GIVEN DATA
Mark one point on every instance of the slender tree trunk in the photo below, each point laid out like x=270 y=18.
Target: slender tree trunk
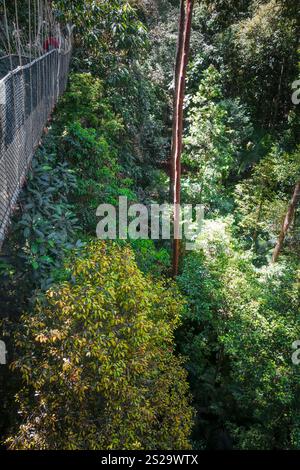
x=182 y=61
x=287 y=222
x=176 y=81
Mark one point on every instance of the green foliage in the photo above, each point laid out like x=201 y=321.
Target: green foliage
x=238 y=333
x=97 y=361
x=90 y=143
x=218 y=131
x=262 y=199
x=45 y=228
x=150 y=259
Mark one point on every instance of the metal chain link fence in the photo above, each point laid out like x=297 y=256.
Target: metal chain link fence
x=28 y=95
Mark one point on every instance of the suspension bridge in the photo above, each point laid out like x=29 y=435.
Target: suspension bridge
x=34 y=66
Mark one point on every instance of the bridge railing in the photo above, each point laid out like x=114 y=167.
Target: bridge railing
x=28 y=95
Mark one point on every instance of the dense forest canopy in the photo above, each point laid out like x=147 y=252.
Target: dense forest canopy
x=106 y=349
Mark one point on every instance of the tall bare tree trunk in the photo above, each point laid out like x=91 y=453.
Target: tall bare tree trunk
x=181 y=66
x=287 y=222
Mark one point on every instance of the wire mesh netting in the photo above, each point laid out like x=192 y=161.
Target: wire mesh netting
x=28 y=94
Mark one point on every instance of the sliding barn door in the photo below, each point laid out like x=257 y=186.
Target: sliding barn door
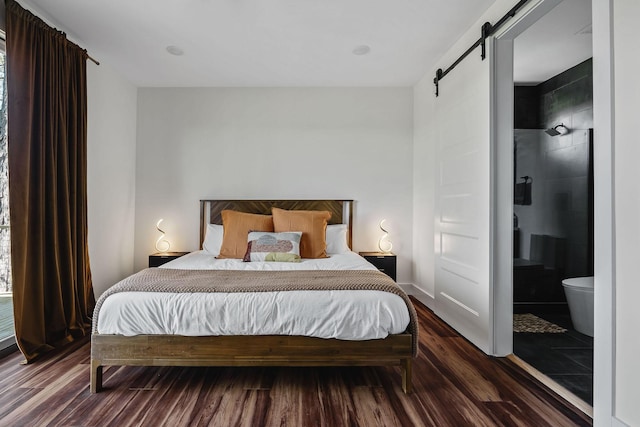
x=463 y=201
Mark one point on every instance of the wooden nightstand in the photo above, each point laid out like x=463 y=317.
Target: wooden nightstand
x=159 y=258
x=383 y=261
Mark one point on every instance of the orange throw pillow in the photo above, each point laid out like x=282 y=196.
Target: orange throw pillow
x=236 y=226
x=313 y=225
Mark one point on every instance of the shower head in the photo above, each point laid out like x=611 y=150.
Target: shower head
x=557 y=130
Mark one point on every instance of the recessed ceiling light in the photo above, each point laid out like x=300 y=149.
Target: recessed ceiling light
x=585 y=30
x=175 y=50
x=361 y=50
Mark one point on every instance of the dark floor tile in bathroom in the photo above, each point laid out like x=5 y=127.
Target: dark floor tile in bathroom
x=581 y=356
x=580 y=385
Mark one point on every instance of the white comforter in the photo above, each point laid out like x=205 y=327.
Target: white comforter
x=348 y=315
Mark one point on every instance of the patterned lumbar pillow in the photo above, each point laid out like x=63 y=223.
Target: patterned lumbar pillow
x=280 y=247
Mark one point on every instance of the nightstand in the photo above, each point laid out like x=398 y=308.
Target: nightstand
x=159 y=258
x=383 y=261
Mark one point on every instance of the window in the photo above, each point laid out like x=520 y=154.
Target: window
x=6 y=301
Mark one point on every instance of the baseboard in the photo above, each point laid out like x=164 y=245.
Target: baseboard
x=418 y=294
x=615 y=422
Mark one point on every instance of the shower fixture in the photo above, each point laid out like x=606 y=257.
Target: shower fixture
x=560 y=129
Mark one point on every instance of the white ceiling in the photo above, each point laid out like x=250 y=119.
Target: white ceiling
x=265 y=43
x=557 y=42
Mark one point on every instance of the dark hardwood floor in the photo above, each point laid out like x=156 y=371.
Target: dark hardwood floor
x=454 y=385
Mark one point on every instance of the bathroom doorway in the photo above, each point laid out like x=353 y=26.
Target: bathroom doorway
x=553 y=197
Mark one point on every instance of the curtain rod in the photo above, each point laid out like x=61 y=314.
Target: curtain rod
x=486 y=30
x=91 y=59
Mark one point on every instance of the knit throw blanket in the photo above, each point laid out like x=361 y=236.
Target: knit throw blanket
x=196 y=281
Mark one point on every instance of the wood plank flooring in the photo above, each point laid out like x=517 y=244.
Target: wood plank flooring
x=454 y=385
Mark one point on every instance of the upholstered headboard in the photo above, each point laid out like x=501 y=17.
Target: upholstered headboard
x=211 y=210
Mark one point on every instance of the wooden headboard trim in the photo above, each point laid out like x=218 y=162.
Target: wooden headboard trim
x=211 y=210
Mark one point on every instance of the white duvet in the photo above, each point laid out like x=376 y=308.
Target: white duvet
x=348 y=315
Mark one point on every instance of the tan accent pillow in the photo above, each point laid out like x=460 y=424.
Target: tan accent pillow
x=237 y=226
x=313 y=225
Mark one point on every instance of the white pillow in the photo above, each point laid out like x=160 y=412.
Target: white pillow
x=337 y=239
x=213 y=239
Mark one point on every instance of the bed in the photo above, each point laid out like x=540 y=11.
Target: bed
x=124 y=345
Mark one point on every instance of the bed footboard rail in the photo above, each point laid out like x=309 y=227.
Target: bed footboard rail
x=171 y=350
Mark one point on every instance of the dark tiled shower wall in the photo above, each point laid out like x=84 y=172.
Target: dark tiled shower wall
x=564 y=194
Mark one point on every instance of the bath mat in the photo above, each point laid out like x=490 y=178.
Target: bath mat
x=528 y=322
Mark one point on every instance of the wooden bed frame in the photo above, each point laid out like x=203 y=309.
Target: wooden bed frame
x=174 y=350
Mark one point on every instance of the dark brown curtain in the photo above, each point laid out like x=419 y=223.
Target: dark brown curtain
x=47 y=127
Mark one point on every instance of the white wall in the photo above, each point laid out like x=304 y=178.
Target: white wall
x=423 y=188
x=111 y=140
x=261 y=143
x=627 y=208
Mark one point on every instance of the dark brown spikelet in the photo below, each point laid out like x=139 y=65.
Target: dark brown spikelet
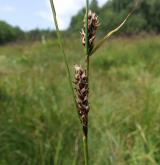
x=93 y=23
x=81 y=92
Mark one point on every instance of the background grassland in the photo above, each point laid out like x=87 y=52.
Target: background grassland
x=38 y=122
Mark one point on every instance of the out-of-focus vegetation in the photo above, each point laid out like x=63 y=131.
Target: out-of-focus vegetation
x=39 y=124
x=146 y=19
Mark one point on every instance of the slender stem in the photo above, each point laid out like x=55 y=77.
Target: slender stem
x=85 y=144
x=85 y=128
x=62 y=49
x=86 y=28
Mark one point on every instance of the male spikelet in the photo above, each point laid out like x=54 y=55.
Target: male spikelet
x=81 y=92
x=93 y=23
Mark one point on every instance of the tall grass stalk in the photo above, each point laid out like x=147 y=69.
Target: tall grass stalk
x=81 y=94
x=85 y=128
x=60 y=41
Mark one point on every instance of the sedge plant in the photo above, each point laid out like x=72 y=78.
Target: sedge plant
x=80 y=88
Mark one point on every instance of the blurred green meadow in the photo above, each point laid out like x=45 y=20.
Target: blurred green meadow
x=38 y=121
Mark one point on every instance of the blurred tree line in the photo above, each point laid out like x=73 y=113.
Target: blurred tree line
x=146 y=19
x=9 y=33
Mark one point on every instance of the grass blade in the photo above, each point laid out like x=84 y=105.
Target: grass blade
x=60 y=41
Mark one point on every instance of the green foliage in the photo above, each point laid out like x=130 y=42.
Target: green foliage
x=144 y=19
x=38 y=124
x=9 y=33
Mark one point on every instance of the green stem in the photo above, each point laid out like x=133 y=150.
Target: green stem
x=85 y=128
x=86 y=29
x=62 y=49
x=85 y=144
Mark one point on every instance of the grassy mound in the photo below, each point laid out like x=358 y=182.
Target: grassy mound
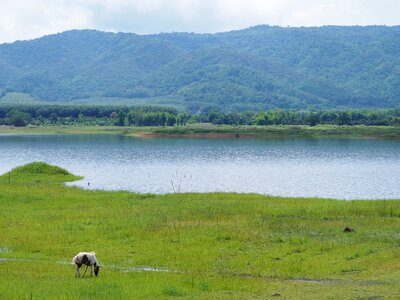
x=38 y=172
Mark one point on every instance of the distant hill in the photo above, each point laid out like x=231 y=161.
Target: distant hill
x=258 y=68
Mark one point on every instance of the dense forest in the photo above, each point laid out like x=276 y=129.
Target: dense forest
x=255 y=69
x=37 y=115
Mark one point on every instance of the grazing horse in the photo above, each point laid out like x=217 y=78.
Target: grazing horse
x=87 y=259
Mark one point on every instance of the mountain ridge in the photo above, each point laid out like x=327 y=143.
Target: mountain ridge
x=261 y=67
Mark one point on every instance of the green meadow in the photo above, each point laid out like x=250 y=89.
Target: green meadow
x=191 y=246
x=205 y=130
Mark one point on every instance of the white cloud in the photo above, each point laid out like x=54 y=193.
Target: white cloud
x=25 y=19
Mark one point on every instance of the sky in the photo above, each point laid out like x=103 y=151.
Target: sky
x=28 y=19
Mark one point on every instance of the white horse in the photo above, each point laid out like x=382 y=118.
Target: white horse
x=87 y=259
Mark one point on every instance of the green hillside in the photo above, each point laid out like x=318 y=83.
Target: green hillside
x=258 y=68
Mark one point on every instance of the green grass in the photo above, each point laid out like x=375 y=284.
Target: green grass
x=206 y=246
x=224 y=131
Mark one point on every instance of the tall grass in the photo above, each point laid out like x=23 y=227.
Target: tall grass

DIRECTIVE
Set down, exactly and in full, the lines from the one containing "Mark one point on every instance of the mountain" through the end of the entries; no other line belongs.

SOLUTION TO THIS EXERCISE
Mark one point on every instance of the mountain ridge in the photo above, each point laid out like x=327 y=143.
Target: mountain ridge
x=261 y=67
Mark one point on every instance of the green meadow in the photo above, each point laid out like x=250 y=89.
Target: green meadow
x=191 y=246
x=205 y=130
Mark one point on every instance of the white cloud in the photo above, each point laid out like x=54 y=193.
Target: white cloud
x=25 y=19
Mark one point on every instance of the sky in the photo above, each point laid out like x=103 y=151.
Target: sky
x=28 y=19
Mark one point on every instance of the white horse in the photo above, each point laid out like x=382 y=118.
Target: white horse
x=87 y=259
Mark one point on every instance of the green hillside in the photo above, each point laid out like x=318 y=83.
Target: green hillside
x=258 y=68
Mark one point on every instance of the green grass in the photo above, each point laid out like x=375 y=284.
Target: green grass
x=206 y=246
x=224 y=131
Mark one point on every instance of the tall grass in the photo above, each point laid out like x=23 y=227.
Target: tall grass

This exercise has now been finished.